* [Short exercise a] Pick out every line of the records that contains the string "cloud", and copy those lines. Case counts.

MrPowers / chispa

PySpark test helper methods with beautiful error messages
https://mrpowers.github.io/chispa/
MIT License
586 stars 65 forks source link

Handle nested nullability #44

Open machielg opened 2 years ago

machielg commented 2 years ago

When using ignore_nullable=True chispa still sees differences in ArrayType because there's a nullable difference in the inner type:

StructField(my_arr_col,ArrayType(StringType,false),false) StructField(my_arr_col,ArrayType(StringType,true),true)

etlundquist commented 2 years ago

yeah I'm having the same problem. I've had to abandon this library when testing dataframe equality with nested/complex datatypes.

orcascope commented 1 year ago

@machielg Is this still an issue? I see that the below test shows both schemas are equal, returning true

as1 = StructType([StructField("ar", ArrayType(StringType(), False), False)])
as2 = StructType([StructField("ar", ArrayType(StringType(), True), True)])
print(are_schemas_equal_ignore_nullable(as1, as2))

True

orcascope commented 1 year ago

But if the elementType of the ArrayType is a complex StructType, then the nullability differences are still considered. The below check returns False.

* [Provided data]

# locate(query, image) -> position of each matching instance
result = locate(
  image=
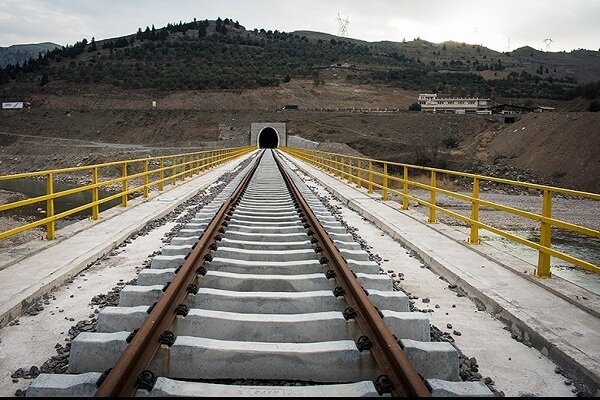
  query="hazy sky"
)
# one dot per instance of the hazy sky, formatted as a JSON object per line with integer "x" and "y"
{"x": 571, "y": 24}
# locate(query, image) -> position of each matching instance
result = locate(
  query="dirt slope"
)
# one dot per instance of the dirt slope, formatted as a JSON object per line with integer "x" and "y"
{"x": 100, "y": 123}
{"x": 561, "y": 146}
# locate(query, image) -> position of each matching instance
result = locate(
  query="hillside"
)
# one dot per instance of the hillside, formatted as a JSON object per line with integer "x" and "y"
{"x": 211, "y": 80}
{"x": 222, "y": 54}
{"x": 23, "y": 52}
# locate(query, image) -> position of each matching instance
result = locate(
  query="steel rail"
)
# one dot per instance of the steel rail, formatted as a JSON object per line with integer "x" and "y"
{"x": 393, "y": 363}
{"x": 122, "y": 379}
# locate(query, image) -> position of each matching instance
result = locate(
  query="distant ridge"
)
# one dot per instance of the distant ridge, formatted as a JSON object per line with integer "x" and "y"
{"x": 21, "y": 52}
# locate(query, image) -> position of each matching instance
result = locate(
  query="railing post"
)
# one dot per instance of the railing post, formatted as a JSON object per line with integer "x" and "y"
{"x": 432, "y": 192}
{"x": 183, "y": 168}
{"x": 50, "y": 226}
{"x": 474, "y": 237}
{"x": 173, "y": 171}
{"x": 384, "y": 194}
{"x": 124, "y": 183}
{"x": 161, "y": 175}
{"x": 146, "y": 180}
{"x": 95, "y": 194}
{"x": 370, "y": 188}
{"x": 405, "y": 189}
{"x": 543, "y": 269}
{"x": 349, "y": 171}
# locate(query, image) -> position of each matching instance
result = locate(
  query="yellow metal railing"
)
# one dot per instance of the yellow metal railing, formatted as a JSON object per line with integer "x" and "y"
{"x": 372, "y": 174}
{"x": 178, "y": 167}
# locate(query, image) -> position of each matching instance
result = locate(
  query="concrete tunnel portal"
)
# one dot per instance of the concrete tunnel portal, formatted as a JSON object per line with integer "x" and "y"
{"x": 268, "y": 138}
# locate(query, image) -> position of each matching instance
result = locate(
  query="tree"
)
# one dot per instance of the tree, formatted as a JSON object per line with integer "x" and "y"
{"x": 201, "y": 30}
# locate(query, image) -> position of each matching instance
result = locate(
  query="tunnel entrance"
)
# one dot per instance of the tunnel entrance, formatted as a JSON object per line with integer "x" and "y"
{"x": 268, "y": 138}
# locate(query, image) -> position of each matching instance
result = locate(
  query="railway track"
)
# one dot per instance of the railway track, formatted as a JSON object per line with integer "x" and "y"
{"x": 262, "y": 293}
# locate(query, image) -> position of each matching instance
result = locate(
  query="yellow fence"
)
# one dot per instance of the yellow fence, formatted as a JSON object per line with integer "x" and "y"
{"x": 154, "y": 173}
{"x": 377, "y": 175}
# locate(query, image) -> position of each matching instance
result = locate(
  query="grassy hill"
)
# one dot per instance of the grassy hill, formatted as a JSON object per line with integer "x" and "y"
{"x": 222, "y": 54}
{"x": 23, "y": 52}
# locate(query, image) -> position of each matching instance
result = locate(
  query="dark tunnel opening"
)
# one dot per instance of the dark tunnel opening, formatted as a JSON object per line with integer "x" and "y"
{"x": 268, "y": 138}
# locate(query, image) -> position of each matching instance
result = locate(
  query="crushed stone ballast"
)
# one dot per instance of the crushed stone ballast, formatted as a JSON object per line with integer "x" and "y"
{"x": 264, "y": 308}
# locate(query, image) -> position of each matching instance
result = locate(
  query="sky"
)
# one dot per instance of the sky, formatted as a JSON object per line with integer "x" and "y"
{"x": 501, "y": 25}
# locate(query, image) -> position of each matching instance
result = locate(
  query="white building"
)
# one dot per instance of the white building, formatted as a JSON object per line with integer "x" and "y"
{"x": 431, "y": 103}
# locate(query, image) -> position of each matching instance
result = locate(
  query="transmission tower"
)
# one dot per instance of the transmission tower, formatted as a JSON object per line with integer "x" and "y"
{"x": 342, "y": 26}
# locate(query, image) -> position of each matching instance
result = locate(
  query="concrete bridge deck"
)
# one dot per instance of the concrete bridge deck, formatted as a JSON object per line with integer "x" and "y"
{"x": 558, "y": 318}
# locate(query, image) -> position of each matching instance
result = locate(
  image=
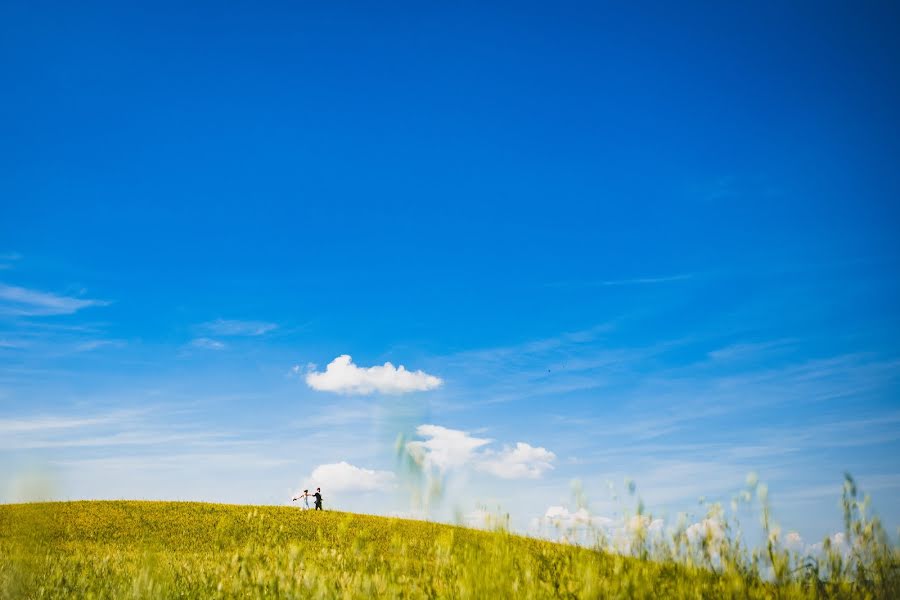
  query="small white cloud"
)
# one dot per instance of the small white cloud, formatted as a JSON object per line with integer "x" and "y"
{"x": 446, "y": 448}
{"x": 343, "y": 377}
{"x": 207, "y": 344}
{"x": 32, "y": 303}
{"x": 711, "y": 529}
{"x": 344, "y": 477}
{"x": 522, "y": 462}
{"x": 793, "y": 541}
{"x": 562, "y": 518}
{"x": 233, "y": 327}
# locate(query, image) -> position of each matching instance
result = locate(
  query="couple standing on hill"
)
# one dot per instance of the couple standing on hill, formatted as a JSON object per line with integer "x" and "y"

* [Short exercise b] Please translate this sentence from the issue thread into Spanish: "But if the elementType of the ArrayType is a complex StructType, then the nullability differences are still considered."

* [Problem solution a]
  query="small white cloud"
# one dot per instance of the small white cloud, formatted as a JSON object per line with integer "x" and "y"

* [Problem solution b] Pero si el elementType del ArrayType es un StructType complejo, entonces las diferencias de nulabilidad todavía se tienen en cuenta.